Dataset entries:
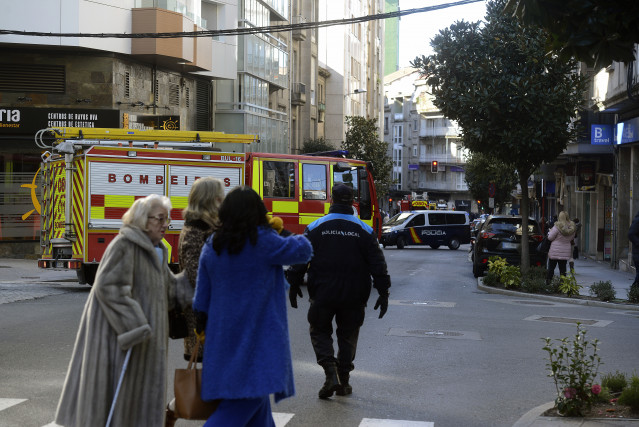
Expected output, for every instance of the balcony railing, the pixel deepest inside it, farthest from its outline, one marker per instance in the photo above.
(439, 131)
(298, 94)
(443, 159)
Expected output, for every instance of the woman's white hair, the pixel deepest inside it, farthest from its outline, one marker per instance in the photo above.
(138, 213)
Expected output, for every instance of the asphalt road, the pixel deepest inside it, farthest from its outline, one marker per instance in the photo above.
(445, 354)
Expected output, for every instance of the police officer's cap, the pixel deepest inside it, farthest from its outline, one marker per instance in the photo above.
(343, 194)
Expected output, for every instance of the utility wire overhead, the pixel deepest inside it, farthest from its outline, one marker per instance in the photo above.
(245, 30)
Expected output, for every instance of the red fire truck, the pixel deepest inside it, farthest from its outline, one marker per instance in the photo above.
(92, 176)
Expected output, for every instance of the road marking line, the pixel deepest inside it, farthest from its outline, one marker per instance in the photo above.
(7, 403)
(281, 418)
(373, 422)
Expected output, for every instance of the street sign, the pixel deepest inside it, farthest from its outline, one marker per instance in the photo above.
(492, 189)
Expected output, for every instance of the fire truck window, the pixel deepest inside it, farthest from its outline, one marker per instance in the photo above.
(349, 178)
(279, 179)
(314, 182)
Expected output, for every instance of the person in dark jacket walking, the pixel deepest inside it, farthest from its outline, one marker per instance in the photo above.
(345, 256)
(633, 236)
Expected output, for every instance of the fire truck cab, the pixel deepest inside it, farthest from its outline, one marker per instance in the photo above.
(90, 177)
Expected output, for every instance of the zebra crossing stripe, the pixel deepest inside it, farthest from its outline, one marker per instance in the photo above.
(282, 418)
(373, 422)
(7, 403)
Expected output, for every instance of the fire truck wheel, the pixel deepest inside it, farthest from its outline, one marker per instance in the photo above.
(453, 244)
(86, 274)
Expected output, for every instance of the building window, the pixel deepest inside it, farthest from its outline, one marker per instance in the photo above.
(33, 78)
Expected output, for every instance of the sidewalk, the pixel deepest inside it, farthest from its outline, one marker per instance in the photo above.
(587, 272)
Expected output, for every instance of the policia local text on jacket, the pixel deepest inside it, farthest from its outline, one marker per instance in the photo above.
(345, 256)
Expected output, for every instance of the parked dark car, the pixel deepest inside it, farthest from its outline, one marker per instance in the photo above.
(500, 236)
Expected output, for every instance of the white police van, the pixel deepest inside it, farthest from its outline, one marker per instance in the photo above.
(432, 228)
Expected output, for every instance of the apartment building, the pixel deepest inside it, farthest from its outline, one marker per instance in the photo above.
(594, 178)
(257, 100)
(418, 135)
(55, 81)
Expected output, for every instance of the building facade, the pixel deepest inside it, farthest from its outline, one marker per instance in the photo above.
(257, 100)
(418, 135)
(352, 59)
(594, 179)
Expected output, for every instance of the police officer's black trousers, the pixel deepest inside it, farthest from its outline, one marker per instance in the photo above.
(348, 321)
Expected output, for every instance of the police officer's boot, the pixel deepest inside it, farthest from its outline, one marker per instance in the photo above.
(331, 385)
(345, 388)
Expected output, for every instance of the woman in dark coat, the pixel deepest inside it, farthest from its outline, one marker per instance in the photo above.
(127, 308)
(242, 292)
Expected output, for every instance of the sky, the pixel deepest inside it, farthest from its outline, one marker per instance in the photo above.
(416, 30)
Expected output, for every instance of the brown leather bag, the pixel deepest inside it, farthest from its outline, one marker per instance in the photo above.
(187, 387)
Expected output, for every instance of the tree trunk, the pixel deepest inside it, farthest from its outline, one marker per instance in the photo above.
(523, 210)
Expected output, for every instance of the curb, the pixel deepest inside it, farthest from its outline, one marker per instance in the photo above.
(529, 418)
(565, 300)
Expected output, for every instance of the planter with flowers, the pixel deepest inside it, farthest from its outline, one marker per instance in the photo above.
(574, 366)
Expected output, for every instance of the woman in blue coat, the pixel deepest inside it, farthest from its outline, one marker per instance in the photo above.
(241, 296)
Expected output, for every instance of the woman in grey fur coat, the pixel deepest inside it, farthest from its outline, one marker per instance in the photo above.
(126, 308)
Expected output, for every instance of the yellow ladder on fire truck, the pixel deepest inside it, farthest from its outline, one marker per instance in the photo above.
(127, 137)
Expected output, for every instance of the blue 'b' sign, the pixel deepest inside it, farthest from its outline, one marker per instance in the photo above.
(600, 134)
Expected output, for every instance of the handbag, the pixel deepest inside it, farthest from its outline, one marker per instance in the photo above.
(544, 246)
(187, 387)
(178, 328)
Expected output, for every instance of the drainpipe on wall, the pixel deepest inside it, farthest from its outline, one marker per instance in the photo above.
(614, 260)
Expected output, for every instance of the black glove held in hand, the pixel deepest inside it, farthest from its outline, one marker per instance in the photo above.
(382, 303)
(293, 293)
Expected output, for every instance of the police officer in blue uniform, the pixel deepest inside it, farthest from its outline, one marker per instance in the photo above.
(346, 255)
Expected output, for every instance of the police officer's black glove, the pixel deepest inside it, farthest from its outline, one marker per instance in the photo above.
(382, 303)
(200, 324)
(294, 292)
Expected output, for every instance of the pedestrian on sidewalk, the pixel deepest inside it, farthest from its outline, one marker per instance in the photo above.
(200, 220)
(560, 236)
(127, 308)
(240, 304)
(633, 236)
(575, 246)
(345, 256)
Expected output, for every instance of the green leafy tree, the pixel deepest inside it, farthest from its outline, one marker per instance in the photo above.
(363, 143)
(596, 32)
(512, 101)
(316, 146)
(481, 170)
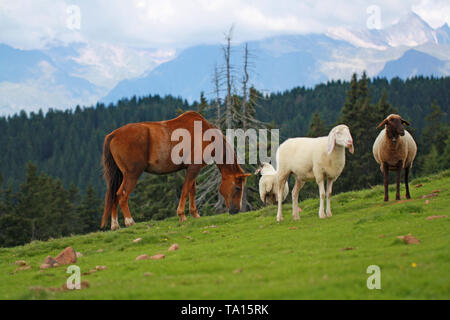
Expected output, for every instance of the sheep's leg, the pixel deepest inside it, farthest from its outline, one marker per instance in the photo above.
(408, 196)
(322, 198)
(281, 181)
(298, 186)
(399, 172)
(386, 181)
(329, 190)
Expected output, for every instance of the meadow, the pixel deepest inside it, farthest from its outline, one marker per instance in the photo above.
(251, 256)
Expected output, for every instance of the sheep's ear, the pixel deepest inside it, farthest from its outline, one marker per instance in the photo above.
(331, 142)
(382, 124)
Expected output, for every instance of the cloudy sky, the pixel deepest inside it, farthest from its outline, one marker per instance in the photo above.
(32, 24)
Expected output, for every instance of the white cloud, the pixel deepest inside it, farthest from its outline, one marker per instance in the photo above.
(436, 12)
(179, 23)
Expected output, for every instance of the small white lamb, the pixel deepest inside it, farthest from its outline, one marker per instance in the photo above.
(268, 184)
(313, 159)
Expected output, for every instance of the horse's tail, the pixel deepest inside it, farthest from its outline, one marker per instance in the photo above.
(113, 177)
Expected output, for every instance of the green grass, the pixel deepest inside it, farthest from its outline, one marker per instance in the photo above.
(277, 260)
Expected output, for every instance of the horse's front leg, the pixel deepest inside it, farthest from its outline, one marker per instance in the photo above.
(192, 207)
(191, 174)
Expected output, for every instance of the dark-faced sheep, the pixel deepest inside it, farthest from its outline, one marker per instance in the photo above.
(394, 149)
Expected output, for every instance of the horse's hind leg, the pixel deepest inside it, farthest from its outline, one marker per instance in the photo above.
(192, 206)
(127, 186)
(114, 216)
(191, 174)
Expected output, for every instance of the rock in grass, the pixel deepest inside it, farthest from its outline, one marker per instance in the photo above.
(83, 285)
(157, 257)
(409, 239)
(436, 217)
(23, 268)
(50, 261)
(67, 256)
(143, 257)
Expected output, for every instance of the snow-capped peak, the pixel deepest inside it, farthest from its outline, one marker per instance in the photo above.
(410, 30)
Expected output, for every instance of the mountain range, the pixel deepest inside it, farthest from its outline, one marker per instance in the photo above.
(84, 73)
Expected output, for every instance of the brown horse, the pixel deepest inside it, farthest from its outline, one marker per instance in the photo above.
(147, 146)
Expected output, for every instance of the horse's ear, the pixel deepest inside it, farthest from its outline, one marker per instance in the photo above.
(382, 124)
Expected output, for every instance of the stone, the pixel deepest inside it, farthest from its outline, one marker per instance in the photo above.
(142, 257)
(409, 239)
(21, 263)
(67, 256)
(98, 268)
(23, 268)
(50, 261)
(436, 217)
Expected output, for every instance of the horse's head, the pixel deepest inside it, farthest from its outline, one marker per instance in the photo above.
(231, 189)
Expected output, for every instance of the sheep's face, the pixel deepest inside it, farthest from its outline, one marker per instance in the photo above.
(394, 126)
(264, 167)
(340, 135)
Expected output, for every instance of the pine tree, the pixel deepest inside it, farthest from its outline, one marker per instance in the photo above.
(317, 128)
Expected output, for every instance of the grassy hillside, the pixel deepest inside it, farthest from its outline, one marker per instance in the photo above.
(250, 256)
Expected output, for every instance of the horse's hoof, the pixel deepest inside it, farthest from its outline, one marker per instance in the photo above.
(129, 222)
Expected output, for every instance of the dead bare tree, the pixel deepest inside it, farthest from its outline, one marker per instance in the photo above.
(227, 57)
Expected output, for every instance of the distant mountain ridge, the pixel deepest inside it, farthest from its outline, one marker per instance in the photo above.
(63, 76)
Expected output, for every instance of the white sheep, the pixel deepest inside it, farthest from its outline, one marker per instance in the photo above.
(268, 184)
(313, 158)
(394, 149)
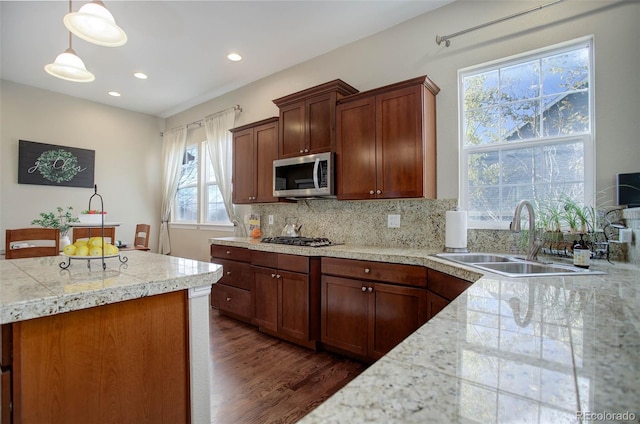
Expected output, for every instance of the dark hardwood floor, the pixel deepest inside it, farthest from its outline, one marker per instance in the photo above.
(260, 379)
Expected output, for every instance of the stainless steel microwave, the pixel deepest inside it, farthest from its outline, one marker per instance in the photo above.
(304, 176)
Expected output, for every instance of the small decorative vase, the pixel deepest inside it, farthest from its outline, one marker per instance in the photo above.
(64, 241)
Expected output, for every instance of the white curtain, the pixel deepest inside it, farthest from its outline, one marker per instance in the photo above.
(220, 142)
(173, 145)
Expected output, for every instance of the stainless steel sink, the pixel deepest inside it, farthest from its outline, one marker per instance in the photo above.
(470, 258)
(512, 266)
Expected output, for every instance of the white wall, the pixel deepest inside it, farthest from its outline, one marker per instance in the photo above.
(409, 50)
(127, 148)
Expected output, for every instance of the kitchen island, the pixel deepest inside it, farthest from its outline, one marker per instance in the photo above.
(542, 350)
(126, 344)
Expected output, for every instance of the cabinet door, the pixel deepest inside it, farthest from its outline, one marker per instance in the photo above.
(320, 124)
(435, 304)
(395, 312)
(344, 314)
(399, 144)
(355, 150)
(293, 305)
(243, 167)
(266, 139)
(265, 294)
(292, 130)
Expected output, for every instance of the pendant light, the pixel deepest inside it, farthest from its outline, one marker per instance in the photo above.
(68, 66)
(95, 24)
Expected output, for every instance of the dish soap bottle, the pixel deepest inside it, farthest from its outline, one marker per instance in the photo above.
(581, 253)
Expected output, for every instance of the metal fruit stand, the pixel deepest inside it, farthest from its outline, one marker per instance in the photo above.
(123, 259)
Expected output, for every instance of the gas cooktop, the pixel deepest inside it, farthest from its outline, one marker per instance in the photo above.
(299, 241)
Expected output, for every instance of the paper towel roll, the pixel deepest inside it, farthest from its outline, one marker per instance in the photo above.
(456, 230)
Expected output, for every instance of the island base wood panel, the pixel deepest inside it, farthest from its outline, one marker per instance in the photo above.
(126, 362)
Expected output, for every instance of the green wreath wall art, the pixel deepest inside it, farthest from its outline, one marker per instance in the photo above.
(58, 165)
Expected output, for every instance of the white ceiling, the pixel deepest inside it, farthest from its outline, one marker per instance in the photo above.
(182, 45)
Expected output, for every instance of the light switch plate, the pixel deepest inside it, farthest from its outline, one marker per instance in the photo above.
(393, 221)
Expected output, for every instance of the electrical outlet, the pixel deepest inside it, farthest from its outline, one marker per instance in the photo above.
(393, 221)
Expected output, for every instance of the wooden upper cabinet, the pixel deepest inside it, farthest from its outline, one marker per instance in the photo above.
(386, 142)
(307, 119)
(255, 147)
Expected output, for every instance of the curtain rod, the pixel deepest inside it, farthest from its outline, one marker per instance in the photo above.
(199, 122)
(446, 38)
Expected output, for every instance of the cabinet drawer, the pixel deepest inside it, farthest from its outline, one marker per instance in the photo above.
(446, 285)
(281, 261)
(233, 253)
(410, 275)
(232, 299)
(236, 274)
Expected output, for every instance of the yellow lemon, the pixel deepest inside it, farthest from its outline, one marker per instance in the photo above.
(82, 251)
(95, 251)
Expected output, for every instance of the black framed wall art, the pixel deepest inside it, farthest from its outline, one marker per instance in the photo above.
(49, 164)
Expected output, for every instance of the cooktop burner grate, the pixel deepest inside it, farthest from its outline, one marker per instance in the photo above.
(299, 241)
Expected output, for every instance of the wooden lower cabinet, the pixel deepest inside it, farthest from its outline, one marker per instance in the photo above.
(126, 362)
(232, 295)
(366, 318)
(287, 296)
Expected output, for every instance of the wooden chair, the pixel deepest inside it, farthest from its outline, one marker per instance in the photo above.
(141, 238)
(29, 243)
(83, 233)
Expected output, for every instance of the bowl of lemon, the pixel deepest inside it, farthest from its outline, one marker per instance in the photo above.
(94, 247)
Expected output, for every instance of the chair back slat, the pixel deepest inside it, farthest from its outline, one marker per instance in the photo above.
(32, 243)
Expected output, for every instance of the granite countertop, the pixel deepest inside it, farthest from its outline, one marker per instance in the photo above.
(35, 287)
(542, 350)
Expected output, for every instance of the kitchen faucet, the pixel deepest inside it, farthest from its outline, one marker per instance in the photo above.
(534, 243)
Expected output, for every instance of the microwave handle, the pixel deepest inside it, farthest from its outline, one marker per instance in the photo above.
(315, 173)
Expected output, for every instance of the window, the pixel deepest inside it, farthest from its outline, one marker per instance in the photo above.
(198, 199)
(526, 132)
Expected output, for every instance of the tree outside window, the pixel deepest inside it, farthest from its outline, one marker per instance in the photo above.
(526, 133)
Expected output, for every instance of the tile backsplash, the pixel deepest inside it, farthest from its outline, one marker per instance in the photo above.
(422, 225)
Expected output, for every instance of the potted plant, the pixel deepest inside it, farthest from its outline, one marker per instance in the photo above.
(61, 221)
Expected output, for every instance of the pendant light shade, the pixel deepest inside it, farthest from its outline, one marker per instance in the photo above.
(68, 66)
(95, 24)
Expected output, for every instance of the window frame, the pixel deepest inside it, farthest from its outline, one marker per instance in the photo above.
(203, 182)
(587, 139)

## What to produce
Taking the line containing "light shade, the" as the first, please return it and every line after it through the end of the entries, exactly and only those.

## Task response
Expected output, for every instance of the pendant light shade, the pixel deepest inside it, farthest from its outline, one marker per instance in the photo above.
(68, 66)
(95, 24)
Expected output, for every instance of the window frame, the pixel deepest inside it, farthest from its outline, one marker per instance in the photo above.
(203, 182)
(587, 139)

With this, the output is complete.